Items from a dataset
-------
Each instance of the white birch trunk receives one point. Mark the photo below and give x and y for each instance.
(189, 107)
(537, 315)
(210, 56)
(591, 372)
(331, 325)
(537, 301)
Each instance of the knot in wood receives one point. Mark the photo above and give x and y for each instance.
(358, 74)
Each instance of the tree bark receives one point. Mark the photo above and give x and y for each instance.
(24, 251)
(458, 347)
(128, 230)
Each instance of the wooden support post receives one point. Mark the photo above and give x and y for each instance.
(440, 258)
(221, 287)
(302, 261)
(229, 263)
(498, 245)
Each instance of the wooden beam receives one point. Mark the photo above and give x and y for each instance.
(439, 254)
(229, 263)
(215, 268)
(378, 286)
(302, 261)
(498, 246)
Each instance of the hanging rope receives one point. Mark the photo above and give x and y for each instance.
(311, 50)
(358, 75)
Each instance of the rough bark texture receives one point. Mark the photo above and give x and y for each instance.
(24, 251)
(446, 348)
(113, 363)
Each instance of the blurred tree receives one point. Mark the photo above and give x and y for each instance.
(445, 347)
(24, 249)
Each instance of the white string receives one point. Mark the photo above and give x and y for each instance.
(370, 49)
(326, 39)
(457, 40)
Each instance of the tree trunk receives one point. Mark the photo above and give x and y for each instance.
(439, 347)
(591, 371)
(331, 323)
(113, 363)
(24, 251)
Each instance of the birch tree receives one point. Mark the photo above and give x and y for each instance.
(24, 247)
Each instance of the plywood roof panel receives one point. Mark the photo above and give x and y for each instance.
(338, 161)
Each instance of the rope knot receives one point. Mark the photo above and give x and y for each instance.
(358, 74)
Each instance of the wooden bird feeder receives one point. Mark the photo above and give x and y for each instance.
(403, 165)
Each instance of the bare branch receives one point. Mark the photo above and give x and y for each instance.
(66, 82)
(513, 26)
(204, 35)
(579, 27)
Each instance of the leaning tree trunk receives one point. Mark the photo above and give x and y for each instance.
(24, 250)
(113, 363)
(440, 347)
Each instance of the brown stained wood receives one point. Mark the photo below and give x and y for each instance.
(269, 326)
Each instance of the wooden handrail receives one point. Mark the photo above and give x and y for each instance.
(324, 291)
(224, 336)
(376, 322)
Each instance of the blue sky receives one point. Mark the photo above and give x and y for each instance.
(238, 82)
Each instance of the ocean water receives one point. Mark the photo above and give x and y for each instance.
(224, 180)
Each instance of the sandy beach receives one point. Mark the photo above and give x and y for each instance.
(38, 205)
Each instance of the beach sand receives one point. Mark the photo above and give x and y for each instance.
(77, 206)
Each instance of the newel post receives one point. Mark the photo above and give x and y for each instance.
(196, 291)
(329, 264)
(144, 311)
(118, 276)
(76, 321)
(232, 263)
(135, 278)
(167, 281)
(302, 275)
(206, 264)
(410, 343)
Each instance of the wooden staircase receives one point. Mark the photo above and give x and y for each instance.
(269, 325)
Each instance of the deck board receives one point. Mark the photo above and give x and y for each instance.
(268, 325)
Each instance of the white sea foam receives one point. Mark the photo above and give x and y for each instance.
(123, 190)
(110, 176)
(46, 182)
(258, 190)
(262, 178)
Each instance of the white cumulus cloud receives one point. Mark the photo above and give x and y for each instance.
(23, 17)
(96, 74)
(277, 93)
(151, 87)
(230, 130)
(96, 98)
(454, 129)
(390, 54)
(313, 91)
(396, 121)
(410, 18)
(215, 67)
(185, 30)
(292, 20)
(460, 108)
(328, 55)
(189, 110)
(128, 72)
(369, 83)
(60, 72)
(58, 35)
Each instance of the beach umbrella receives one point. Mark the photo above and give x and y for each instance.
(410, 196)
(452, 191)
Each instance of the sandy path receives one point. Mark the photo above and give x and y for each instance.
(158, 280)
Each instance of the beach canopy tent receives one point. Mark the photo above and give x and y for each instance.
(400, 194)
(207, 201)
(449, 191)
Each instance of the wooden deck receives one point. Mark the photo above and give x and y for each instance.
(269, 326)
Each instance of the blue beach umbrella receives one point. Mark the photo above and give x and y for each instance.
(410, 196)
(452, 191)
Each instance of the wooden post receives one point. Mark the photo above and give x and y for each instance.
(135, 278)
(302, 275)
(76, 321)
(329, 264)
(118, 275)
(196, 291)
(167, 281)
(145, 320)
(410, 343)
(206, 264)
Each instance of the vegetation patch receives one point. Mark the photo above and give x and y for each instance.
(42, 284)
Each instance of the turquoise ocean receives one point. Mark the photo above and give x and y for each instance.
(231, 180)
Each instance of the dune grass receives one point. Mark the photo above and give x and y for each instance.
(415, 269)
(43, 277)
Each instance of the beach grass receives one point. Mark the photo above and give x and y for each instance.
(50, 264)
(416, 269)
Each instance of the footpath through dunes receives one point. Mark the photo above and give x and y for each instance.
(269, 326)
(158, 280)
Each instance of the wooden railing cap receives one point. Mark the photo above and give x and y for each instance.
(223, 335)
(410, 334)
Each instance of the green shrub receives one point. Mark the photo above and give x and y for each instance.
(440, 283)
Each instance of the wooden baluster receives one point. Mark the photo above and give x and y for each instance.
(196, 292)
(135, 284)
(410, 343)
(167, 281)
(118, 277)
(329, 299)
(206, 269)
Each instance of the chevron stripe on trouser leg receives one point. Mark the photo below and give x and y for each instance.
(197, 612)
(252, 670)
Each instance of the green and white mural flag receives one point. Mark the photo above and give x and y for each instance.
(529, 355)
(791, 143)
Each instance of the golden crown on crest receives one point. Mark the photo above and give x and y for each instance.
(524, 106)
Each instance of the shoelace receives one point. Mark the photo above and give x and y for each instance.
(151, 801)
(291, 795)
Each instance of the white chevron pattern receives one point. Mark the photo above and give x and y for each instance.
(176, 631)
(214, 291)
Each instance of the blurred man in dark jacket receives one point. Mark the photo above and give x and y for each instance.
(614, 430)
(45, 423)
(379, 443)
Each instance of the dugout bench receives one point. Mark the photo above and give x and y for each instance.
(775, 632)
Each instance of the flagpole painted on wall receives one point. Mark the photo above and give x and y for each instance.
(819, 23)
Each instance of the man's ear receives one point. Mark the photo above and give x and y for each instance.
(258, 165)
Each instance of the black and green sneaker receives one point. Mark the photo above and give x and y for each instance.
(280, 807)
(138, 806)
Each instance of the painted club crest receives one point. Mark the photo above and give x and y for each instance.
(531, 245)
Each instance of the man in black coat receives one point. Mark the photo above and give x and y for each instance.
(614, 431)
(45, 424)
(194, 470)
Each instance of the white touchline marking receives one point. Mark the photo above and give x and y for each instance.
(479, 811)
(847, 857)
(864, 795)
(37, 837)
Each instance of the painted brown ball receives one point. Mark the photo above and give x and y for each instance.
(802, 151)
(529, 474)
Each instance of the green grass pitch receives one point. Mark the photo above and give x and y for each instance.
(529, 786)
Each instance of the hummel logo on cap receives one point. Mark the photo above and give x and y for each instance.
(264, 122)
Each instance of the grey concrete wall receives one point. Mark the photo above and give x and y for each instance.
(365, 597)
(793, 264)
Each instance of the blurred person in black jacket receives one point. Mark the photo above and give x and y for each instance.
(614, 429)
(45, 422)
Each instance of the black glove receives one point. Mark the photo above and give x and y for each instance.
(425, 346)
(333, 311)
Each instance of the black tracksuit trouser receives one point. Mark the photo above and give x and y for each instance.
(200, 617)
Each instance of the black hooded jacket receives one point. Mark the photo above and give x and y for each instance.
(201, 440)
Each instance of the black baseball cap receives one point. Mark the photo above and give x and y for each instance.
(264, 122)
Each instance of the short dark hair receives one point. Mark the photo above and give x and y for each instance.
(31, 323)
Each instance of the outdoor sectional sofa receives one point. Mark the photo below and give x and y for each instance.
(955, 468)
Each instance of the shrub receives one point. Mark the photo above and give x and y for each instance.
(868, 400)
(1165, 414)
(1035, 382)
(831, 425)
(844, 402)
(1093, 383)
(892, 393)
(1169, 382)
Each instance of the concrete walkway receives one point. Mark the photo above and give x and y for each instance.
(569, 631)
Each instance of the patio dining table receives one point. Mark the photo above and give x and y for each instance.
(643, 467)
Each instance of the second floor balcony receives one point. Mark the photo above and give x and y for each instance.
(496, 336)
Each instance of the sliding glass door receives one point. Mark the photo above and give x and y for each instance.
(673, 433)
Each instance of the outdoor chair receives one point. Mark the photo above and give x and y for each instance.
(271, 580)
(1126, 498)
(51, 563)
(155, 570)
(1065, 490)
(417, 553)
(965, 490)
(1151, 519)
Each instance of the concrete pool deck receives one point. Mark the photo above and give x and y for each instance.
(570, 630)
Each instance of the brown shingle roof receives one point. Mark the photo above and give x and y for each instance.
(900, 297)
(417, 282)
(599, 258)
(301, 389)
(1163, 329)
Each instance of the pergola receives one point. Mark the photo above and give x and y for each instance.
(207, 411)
-------
# Instructions for the task
Quote, word for word, every line starting at the one that contains "Each instance of the second" and ending with the final line of the entries.

# Answer box
Each instance of the second floor balcony receives one point. Mark the photo above and give x and y for each instance.
(496, 336)
Each instance of the sliding glass door receives one point. Mark the photo above and give x and y for each instance.
(673, 433)
Each instance of the outdoor chair receives one point. Mark the photo above and give x and y for each instance.
(271, 580)
(1126, 498)
(51, 563)
(155, 570)
(1065, 490)
(417, 553)
(965, 490)
(1151, 519)
Each instance of the concrete pool deck receives one point. Mark the photo above and give x and y for each instance.
(570, 630)
Each instance of the brown shingle roof receives one point. Mark the photo above and give x and y for each instance.
(900, 297)
(417, 282)
(599, 258)
(301, 389)
(1163, 329)
Each instance of the pergola receives one point. Mark the photo above and give x and y for each instance.
(207, 411)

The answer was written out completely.